▶ _ЗАДАНИЕ 1_
Повторите слово в слово фрагмент текста о шубе, который начинается со слов «Кинорежиссеры очень зависимы» и заканчивается словами «ее почем зря.».
▶ _ЗАДАНИЕ 2_
Из какого материала была сделана шуба, подаренная Зямой, согласно тексту о шубе?
━━━━━ ИСХОДНЫЙ ТЕКСТ
Кинорежиссеры очень зависимы от стечения обстоятельств, в смысле работы. Когда мы работали в Ленинграде, у меня по бедности не было пальто. Ходил в чем попало. И вот Зямка подарил мне шубу. Такую роскошную, бежево-белую, из искусственного меха. Она была не просто необычной, а жутко пижонской! Зяме она была велика, а мне пришлась в самую пору. Но эту шубу ожидала жуткая участь. Примерно через год я поехал в ней в Магнитогорск собирать материал для документального фильма о металлургах. И пока я ходил в этой шубе по литейному и доменному цехам, она из бежевой превратилась в черную. Но не в благородно-черную, а в беспризорно-страшное одеяние. Ни одна химчистка ее, разумеется, не взяла. Таким образом, Зяма, как Паратов, как щедрый русский купец, бросил с барского плеча шубу, а я, как бестолково-нелепый Карандышев, угробил ее почем зря.
━━━━━━━━━━
━━━━━ СОХРАНЁННЫЕ ДАННЫЕ
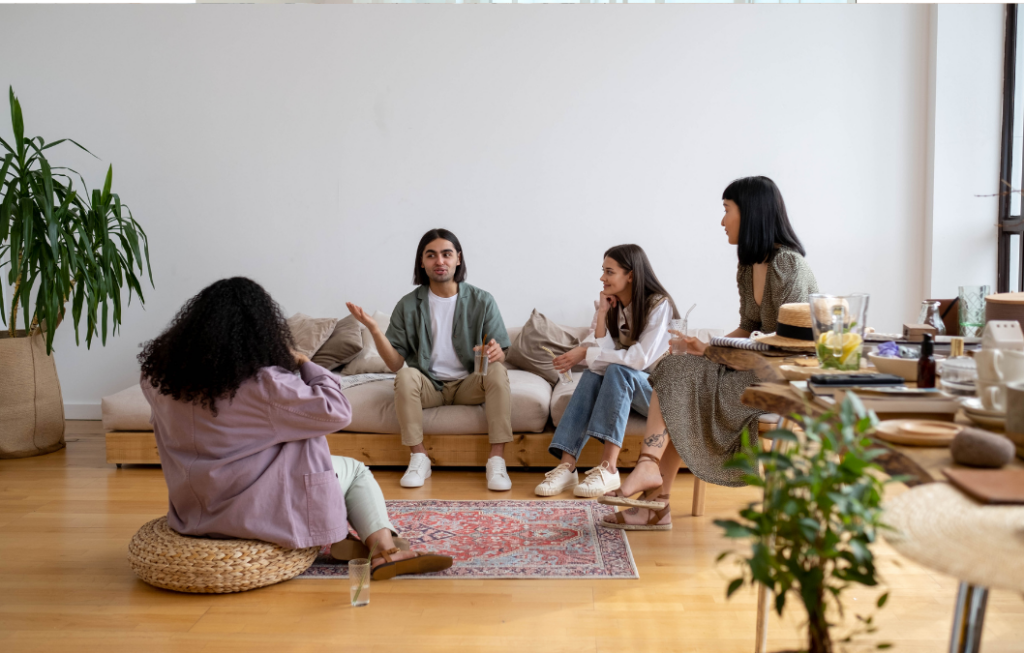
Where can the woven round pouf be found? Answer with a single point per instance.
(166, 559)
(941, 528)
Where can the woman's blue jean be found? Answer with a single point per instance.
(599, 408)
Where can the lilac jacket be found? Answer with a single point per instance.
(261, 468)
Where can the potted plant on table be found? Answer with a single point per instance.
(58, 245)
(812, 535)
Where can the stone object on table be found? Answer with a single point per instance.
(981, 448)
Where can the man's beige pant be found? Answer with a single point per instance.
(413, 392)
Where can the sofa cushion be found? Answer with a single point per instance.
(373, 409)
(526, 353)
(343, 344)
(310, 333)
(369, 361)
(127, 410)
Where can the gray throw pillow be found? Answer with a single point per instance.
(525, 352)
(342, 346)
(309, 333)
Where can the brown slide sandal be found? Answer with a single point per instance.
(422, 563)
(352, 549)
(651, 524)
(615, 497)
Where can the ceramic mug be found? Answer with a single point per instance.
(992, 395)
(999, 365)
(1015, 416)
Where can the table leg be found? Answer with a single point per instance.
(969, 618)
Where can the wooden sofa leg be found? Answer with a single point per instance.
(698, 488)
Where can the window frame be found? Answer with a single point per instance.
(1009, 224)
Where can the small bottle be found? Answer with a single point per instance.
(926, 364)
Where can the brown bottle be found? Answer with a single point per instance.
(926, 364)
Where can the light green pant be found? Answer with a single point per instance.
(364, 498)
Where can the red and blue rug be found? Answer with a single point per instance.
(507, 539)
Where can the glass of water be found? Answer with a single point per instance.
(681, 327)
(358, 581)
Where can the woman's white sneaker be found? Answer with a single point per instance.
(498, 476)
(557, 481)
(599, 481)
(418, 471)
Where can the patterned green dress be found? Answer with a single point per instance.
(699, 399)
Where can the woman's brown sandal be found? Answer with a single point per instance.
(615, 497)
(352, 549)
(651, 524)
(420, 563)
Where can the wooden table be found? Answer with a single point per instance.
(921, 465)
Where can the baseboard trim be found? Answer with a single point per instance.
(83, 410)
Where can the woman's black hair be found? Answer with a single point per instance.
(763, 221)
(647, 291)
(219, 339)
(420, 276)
━━━━━━━━━━
▶ _РЕШЕНИЕ 1_
Кинорежиссеры очень зависимы от стечения обстоятельств, в смысле работы. Когда мы работали в Ленинграде, у меня по бедности не было пальто. Ходил в чем попало. И вот Зямка подарил мне шубу. Такую роскошную, бежево-белую, из искусственного меха. Она была не просто необычной, а жутко пижонской! Зяме она была велика, а мне пришлась в самую пору. Но эту шубу ожидала жуткая участь. Примерно через год я поехал в ней в Магнитогорск собирать материал для документального фильма о металлургах. И пока я ходил в этой шубе по литейному и доменному цехам, она из бежевой превратилась в черную. Но не в благородно-черную, а в беспризорно-страшное одеяние. Ни одна химчистка ее, разумеется, не взяла. Таким образом, Зяма, как Паратов, как щедрый русский купец, бросил с барского плеча шубу, а я, как бестолково-нелепый Карандышев, угробил ее почем зря.

▶ _РЕШЕНИЕ 2_
Из искусственного меха.